Only those lines running from the line that contains "Where can the white wall" through the end of the material are to be written out, each exactly as shown.

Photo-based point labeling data
#####

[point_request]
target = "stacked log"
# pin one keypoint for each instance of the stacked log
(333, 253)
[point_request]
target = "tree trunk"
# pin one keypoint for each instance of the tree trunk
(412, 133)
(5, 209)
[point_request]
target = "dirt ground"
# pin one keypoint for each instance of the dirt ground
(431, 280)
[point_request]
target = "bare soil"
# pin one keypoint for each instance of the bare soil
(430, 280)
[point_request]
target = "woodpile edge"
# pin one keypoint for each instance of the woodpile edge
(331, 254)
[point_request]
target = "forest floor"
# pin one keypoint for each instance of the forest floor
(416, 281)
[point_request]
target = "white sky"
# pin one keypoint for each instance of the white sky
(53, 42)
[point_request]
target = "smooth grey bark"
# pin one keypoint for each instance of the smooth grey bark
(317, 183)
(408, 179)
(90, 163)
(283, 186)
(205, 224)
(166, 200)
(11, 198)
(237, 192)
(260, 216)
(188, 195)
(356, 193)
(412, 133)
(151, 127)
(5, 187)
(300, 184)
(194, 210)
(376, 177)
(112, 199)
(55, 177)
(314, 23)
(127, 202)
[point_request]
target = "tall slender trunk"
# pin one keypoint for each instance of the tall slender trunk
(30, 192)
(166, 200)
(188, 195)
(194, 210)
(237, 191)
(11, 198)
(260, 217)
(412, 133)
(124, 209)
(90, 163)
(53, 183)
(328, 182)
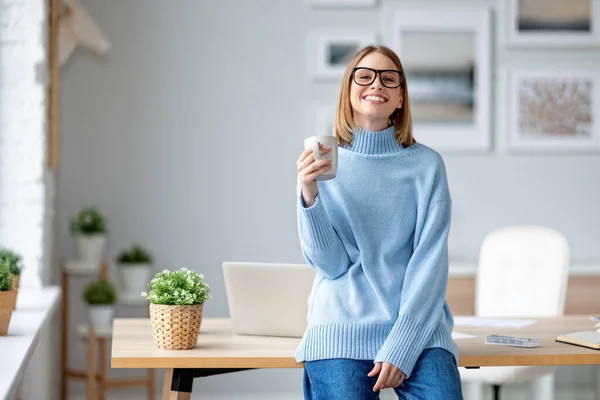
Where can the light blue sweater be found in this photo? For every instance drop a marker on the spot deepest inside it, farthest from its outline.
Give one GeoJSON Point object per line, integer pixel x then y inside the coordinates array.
{"type": "Point", "coordinates": [377, 237]}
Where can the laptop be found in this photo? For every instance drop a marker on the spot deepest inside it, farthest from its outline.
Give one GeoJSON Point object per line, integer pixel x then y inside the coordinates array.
{"type": "Point", "coordinates": [268, 299]}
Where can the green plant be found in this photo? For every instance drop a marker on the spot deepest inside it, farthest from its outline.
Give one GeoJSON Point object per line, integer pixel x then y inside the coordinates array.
{"type": "Point", "coordinates": [89, 221]}
{"type": "Point", "coordinates": [100, 292]}
{"type": "Point", "coordinates": [14, 260]}
{"type": "Point", "coordinates": [5, 276]}
{"type": "Point", "coordinates": [178, 288]}
{"type": "Point", "coordinates": [135, 255]}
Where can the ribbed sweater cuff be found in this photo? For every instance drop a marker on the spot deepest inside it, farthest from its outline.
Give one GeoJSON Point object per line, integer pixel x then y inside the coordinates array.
{"type": "Point", "coordinates": [317, 232]}
{"type": "Point", "coordinates": [404, 344]}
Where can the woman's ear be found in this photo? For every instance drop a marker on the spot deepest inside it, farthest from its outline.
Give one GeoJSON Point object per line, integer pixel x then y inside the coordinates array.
{"type": "Point", "coordinates": [401, 100]}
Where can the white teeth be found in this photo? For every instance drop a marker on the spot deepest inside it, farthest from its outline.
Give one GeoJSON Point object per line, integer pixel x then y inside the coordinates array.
{"type": "Point", "coordinates": [375, 98]}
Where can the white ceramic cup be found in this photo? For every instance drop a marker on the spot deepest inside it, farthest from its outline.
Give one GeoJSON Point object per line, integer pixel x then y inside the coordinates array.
{"type": "Point", "coordinates": [331, 141]}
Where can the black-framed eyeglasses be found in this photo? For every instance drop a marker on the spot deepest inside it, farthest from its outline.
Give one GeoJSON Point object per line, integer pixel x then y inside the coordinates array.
{"type": "Point", "coordinates": [389, 78]}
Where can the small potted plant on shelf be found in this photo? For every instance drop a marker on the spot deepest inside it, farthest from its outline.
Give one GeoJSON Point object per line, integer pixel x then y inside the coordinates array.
{"type": "Point", "coordinates": [15, 263]}
{"type": "Point", "coordinates": [8, 296]}
{"type": "Point", "coordinates": [176, 304]}
{"type": "Point", "coordinates": [88, 228]}
{"type": "Point", "coordinates": [100, 297]}
{"type": "Point", "coordinates": [135, 266]}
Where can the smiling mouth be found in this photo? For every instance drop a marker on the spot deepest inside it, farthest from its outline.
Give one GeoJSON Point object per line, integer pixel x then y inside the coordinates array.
{"type": "Point", "coordinates": [375, 99]}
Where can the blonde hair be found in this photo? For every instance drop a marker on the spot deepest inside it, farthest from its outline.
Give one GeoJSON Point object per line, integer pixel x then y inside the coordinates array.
{"type": "Point", "coordinates": [343, 125]}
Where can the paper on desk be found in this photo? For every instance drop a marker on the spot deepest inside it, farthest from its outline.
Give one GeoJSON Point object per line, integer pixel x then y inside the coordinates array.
{"type": "Point", "coordinates": [491, 322]}
{"type": "Point", "coordinates": [459, 335]}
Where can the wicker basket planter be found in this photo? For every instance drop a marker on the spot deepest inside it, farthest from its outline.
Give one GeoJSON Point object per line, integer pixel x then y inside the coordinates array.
{"type": "Point", "coordinates": [176, 304]}
{"type": "Point", "coordinates": [175, 327]}
{"type": "Point", "coordinates": [8, 299]}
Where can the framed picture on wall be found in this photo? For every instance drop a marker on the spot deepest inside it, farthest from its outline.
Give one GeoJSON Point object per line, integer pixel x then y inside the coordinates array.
{"type": "Point", "coordinates": [320, 120]}
{"type": "Point", "coordinates": [553, 110]}
{"type": "Point", "coordinates": [446, 58]}
{"type": "Point", "coordinates": [330, 51]}
{"type": "Point", "coordinates": [553, 23]}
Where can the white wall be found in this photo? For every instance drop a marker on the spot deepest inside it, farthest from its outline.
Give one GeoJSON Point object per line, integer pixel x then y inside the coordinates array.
{"type": "Point", "coordinates": [187, 135]}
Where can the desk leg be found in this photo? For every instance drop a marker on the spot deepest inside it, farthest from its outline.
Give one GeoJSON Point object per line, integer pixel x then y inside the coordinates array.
{"type": "Point", "coordinates": [181, 384]}
{"type": "Point", "coordinates": [598, 382]}
{"type": "Point", "coordinates": [167, 384]}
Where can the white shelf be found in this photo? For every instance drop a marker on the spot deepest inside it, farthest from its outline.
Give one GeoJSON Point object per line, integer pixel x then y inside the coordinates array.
{"type": "Point", "coordinates": [77, 267]}
{"type": "Point", "coordinates": [104, 332]}
{"type": "Point", "coordinates": [33, 311]}
{"type": "Point", "coordinates": [132, 299]}
{"type": "Point", "coordinates": [460, 269]}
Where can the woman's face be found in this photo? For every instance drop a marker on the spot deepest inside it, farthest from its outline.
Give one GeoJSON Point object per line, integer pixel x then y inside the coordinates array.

#####

Written answer
Where can the white wall be found in this photo? For every instance drop a marker on the spot deepest inside it, farthest from its outline.
Give one GeoJSON Point object per line, integer pixel x then y inside the coordinates array.
{"type": "Point", "coordinates": [187, 135]}
Where can the desk leg be found in this photo? For every instance drop a marker on the spot deepest inside it, farthest from its outline.
Give one GeoJSON Point object per line, integer pixel x then y inside the coordinates array.
{"type": "Point", "coordinates": [181, 384]}
{"type": "Point", "coordinates": [598, 382]}
{"type": "Point", "coordinates": [167, 384]}
Where can the white shelf be found in this photo? For every instance drop a marker on the spot deepest inside it, farthest from its outline.
Give one GeoJSON Point object per line, integer pixel x then y inside the coordinates array.
{"type": "Point", "coordinates": [77, 267]}
{"type": "Point", "coordinates": [104, 332]}
{"type": "Point", "coordinates": [33, 311]}
{"type": "Point", "coordinates": [132, 299]}
{"type": "Point", "coordinates": [460, 269]}
Where can the woman's face be found in this photo? For every instance drop a marker on the spot deepest inside it, farthest from its outline.
Give one GeoJSON Point object per line, integer pixel x then y inside the coordinates array.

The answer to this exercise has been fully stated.